▸ Work instructions
Lay out every line of the items below as a Markdown table with two columns, Row and Line. Number each row and leave out blank lines.

▸ Exercise inputs
◆ ◆ ◆ ◆
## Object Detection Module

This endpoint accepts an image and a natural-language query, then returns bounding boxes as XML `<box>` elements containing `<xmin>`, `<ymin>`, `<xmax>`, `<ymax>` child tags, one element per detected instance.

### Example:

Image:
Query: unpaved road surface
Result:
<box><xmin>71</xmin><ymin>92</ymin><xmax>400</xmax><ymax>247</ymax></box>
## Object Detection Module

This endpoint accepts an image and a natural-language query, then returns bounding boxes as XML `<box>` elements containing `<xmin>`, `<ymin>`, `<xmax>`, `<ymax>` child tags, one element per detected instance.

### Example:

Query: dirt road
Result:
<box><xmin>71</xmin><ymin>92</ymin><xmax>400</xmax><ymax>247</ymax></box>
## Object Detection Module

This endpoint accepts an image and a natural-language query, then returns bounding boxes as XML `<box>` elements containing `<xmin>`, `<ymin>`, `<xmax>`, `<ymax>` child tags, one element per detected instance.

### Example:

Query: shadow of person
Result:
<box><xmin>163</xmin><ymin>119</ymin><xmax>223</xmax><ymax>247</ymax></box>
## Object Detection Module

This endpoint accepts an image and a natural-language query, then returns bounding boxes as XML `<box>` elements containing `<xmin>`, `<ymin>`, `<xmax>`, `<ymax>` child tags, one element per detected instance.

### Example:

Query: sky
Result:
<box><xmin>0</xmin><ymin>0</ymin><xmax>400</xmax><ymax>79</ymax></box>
◆ ◆ ◆ ◆
▸ The output
| Row | Line |
|---|---|
| 1 | ## Object Detection Module |
| 2 | This endpoint accepts an image and a natural-language query, then returns bounding boxes as XML `<box>` elements containing `<xmin>`, `<ymin>`, `<xmax>`, `<ymax>` child tags, one element per detected instance. |
| 3 | ### Example: |
| 4 | Image: |
| 5 | Query: unpaved road surface |
| 6 | Result: |
| 7 | <box><xmin>71</xmin><ymin>92</ymin><xmax>400</xmax><ymax>247</ymax></box> |
| 8 | ## Object Detection Module |
| 9 | This endpoint accepts an image and a natural-language query, then returns bounding boxes as XML `<box>` elements containing `<xmin>`, `<ymin>`, `<xmax>`, `<ymax>` child tags, one element per detected instance. |
| 10 | ### Example: |
| 11 | Query: dirt road |
| 12 | Result: |
| 13 | <box><xmin>71</xmin><ymin>92</ymin><xmax>400</xmax><ymax>247</ymax></box> |
| 14 | ## Object Detection Module |
| 15 | This endpoint accepts an image and a natural-language query, then returns bounding boxes as XML `<box>` elements containing `<xmin>`, `<ymin>`, `<xmax>`, `<ymax>` child tags, one element per detected instance. |
| 16 | ### Example: |
| 17 | Query: shadow of person |
| 18 | Result: |
| 19 | <box><xmin>163</xmin><ymin>119</ymin><xmax>223</xmax><ymax>247</ymax></box> |
| 20 | ## Object Detection Module |
| 21 | This endpoint accepts an image and a natural-language query, then returns bounding boxes as XML `<box>` elements containing `<xmin>`, `<ymin>`, `<xmax>`, `<ymax>` child tags, one element per detected instance. |
| 22 | ### Example: |
| 23 | Query: sky |
| 24 | Result: |
| 25 | <box><xmin>0</xmin><ymin>0</ymin><xmax>400</xmax><ymax>79</ymax></box> |